> What you need to do: Pick out each line in the items below that contains the word "instance" and copy those lines in full.

# Start of Task input

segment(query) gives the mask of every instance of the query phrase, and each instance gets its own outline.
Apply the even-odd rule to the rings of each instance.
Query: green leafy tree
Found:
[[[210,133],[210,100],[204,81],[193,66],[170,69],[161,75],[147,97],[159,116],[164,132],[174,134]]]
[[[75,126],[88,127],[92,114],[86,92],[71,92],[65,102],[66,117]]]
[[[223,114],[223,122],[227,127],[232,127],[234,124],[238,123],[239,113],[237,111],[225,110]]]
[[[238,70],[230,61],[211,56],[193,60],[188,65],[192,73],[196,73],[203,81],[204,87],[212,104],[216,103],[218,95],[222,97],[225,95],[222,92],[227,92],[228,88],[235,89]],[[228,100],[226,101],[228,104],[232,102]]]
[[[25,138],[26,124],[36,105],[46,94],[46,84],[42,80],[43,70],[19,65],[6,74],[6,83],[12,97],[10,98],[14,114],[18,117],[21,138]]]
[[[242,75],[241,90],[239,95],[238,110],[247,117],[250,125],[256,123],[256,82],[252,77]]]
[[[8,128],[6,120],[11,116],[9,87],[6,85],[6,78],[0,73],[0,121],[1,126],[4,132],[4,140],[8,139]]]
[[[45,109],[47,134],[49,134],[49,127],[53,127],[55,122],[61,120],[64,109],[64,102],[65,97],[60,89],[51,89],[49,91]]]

# End of Task input

> Completed exercise:
segment(query) gives the mask of every instance of the query phrase, and each instance gets its own outline.
Apply the even-odd rule to the rings of each instance.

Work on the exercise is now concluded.